_SET EXERCISE_
Rewrite all of the material below with "instance" swapped for "occurrence" and every other word left as it is. Leave the pictures out of your answer.

>> START GIVEN RECORDS

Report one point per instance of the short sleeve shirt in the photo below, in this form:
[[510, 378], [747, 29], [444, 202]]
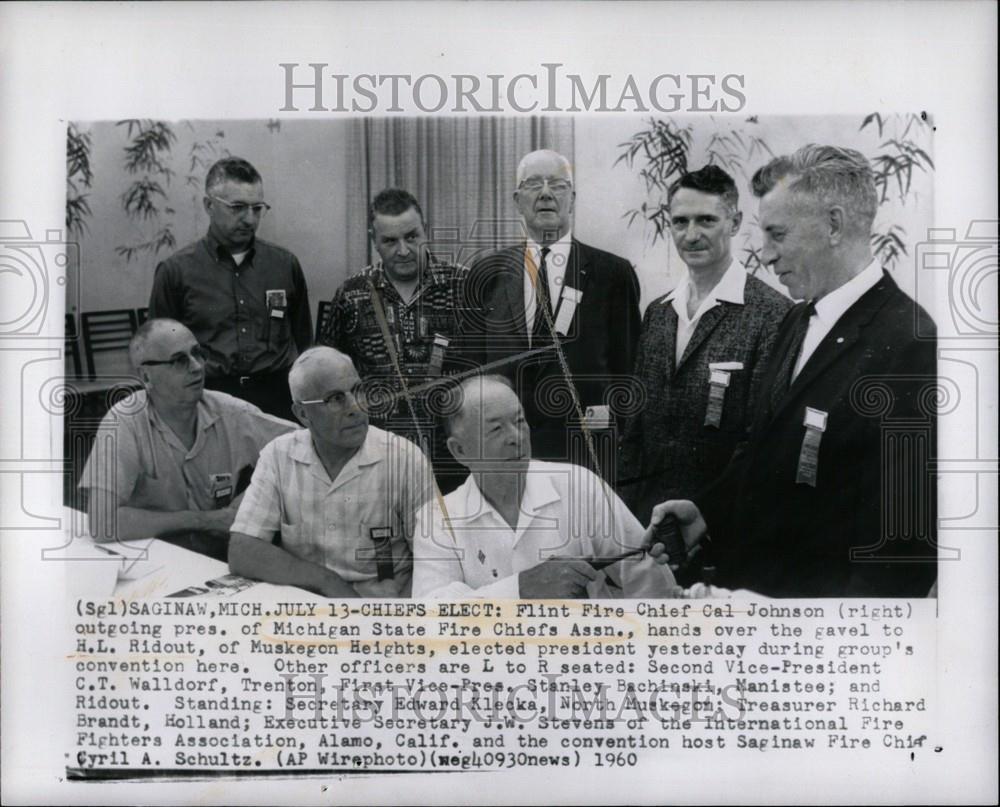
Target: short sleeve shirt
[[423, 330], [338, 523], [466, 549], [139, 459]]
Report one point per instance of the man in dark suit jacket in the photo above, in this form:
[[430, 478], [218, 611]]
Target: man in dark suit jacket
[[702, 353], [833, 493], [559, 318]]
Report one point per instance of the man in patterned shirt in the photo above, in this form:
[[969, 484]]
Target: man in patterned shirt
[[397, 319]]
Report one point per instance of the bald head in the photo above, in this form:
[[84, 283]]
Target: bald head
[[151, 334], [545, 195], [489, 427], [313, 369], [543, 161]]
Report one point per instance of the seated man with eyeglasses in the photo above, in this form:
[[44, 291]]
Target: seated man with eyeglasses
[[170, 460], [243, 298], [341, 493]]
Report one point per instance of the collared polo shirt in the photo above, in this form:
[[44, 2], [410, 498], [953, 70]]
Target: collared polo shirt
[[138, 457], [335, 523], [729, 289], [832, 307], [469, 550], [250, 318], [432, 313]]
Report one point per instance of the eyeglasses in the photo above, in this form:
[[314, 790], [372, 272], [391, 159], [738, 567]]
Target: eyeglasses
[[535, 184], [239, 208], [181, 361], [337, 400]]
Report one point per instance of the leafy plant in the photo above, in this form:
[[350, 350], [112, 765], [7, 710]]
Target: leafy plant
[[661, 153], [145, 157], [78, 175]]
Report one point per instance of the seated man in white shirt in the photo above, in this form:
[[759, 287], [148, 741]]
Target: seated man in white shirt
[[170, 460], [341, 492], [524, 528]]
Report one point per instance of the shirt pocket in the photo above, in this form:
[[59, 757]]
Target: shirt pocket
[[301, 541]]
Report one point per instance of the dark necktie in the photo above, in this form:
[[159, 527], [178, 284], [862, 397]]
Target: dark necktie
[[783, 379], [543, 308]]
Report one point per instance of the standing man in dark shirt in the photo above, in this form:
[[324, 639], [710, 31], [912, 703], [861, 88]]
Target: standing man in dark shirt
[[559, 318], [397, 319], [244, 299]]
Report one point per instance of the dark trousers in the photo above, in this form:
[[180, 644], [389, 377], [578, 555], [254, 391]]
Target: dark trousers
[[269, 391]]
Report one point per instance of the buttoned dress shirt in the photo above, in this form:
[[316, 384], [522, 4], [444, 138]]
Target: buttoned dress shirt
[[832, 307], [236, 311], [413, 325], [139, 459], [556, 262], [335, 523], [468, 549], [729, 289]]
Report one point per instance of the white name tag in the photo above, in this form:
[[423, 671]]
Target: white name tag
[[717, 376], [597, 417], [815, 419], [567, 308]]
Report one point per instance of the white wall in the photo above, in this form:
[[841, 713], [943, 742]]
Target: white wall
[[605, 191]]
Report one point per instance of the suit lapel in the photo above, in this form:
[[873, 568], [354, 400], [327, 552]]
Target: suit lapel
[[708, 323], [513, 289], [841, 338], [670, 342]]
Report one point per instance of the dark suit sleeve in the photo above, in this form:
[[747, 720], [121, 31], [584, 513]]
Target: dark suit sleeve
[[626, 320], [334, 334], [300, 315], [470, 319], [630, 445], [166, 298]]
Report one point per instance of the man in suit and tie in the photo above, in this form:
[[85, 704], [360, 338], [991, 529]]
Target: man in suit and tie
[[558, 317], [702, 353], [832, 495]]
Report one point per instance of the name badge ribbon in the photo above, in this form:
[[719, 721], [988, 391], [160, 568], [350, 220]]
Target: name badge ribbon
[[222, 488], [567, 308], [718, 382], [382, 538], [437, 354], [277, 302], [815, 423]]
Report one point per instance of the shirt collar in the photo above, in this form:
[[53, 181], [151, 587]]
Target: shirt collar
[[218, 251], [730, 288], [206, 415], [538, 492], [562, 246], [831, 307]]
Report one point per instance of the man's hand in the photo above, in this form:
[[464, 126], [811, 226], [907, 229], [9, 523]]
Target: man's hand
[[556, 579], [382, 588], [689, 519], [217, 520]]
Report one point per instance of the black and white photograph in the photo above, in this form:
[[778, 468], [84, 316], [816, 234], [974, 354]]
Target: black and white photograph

>> END GIVEN RECORDS

_TASK OUTPUT_
Report one point per occurrence of the short sleeve shirt in the photo below, in this form:
[[510, 378], [747, 29], [444, 202]]
Target: short sleeve shirt
[[423, 330], [338, 523], [466, 549], [139, 459]]
Report one point per occurrence of the man in dark suit jacket in the photo above, in this form:
[[430, 478], [218, 611]]
Target: man in dark suit jacket
[[702, 353], [833, 493], [559, 318]]
Report one point per occurrence of the man in patterned shirt in the photo above, in this form:
[[969, 484]]
Target: man in patterned shirt
[[397, 319]]
Report one point per occurrence of the bald head in the photo above, in this form:
[[84, 283]]
Target: bald head
[[151, 334], [545, 195], [489, 427], [313, 369], [543, 161]]
Report one point per occurrence of the seated man with eyeglasses in the photo above, in this form:
[[44, 291]]
Target: seated man with eyeglasses
[[170, 460], [243, 298], [341, 493]]
Report one point per occurrence of the collared polo shirt in the photo above, in this form:
[[44, 2], [410, 498], [953, 70]]
Target: collared polo shirt
[[138, 457], [335, 523], [729, 289], [832, 307], [469, 550], [250, 318], [432, 313]]
Report one point per occurrence of the eyeglasses in the photo above, in this form:
[[314, 790], [372, 272], [391, 159], [738, 567]]
Target: eyeglasses
[[535, 184], [239, 208], [181, 361], [337, 400]]
Report one point per occurrence of the leafy plant in the photo above, in this form:
[[350, 350], [112, 765], [7, 710]]
Target: leafy plant
[[661, 153], [145, 157], [78, 175]]
Report one point per occurrence of the seated man in white shirt in the photo above, in this form:
[[759, 287], [148, 741]]
Target: seated man in white shirt
[[170, 460], [341, 492], [524, 528]]
Report one point per occurrence of the shirt pocket in the photo above, in this form:
[[59, 757]]
Target: shirt pocket
[[301, 541]]
Report one point per occurrence of the dark necktie in the photo above, in this form:
[[159, 527], [178, 284], [862, 397]]
Target: dark necktie
[[783, 379], [543, 308]]
Report one point per occurrence of the standing man in dark shirt in the photo above, in this form:
[[324, 639], [710, 31], [912, 703], [861, 88]]
Target: standing man in dark shirt
[[559, 318], [397, 319], [244, 299]]
Report one point per occurrence of the dark trousers in the photo above, in this form:
[[180, 644], [389, 377], [578, 555], [254, 391]]
Target: dark trousers
[[269, 391]]
Report one point per occurrence of the buttoned dress shirt in the photo above, in this form:
[[316, 384], [522, 4], [444, 138]]
Target: buttoned dress shirt
[[832, 307], [236, 311], [413, 325], [139, 459], [556, 262], [335, 523], [468, 549], [729, 289]]
Report one point per occurrence of the white name tag in the photo above, in this form:
[[423, 671]]
Target: white name tag
[[717, 376], [597, 417], [815, 419], [567, 308]]
Report one point per occurrence of the white wall in the photo above, in this form:
[[841, 713], [943, 742]]
Target: white wall
[[605, 191]]
Report one point per occurrence of the suit lapel in the photo above, in this form:
[[873, 568], [354, 400], [327, 552]]
Target: suit lapel
[[708, 323], [513, 289], [841, 338], [670, 342]]
Report one point per occurrence of the dark suit sleeve in the photo above, in this form:
[[747, 720], [121, 31], [584, 513]]
Target: dark suit sleeve
[[626, 320], [334, 334], [300, 315], [470, 319], [630, 445], [166, 298]]
Report one point per occurrence of the man in suit and tie in the photo above, in this form:
[[85, 704], [360, 338], [991, 529]]
Target: man in suit and tie
[[558, 317], [702, 353], [832, 495]]
Report one point per occurrence of the name badge ribbon in the photo above, in this form:
[[719, 721], [988, 391], [160, 568], [350, 220]]
Target: name badge ribbon
[[222, 488], [567, 308], [718, 382], [382, 538], [437, 354], [277, 302], [815, 423]]
Report one point per occurrence of the shirt collar in the photo above, in this form:
[[53, 181], [151, 587]]
Target: shirt collar
[[218, 251], [730, 288], [206, 415], [538, 492], [562, 246], [831, 307]]
Report one point per occurrence of the man's hand in the photo above, in this form:
[[464, 126], [811, 226], [907, 229], [9, 523]]
Target: man's hand
[[556, 579], [382, 588], [689, 519], [217, 520]]
Report one point per occurrence of the black and white photograph in the photo above, in this form:
[[778, 468], [84, 316], [816, 234], [974, 354]]
Target: black and white photograph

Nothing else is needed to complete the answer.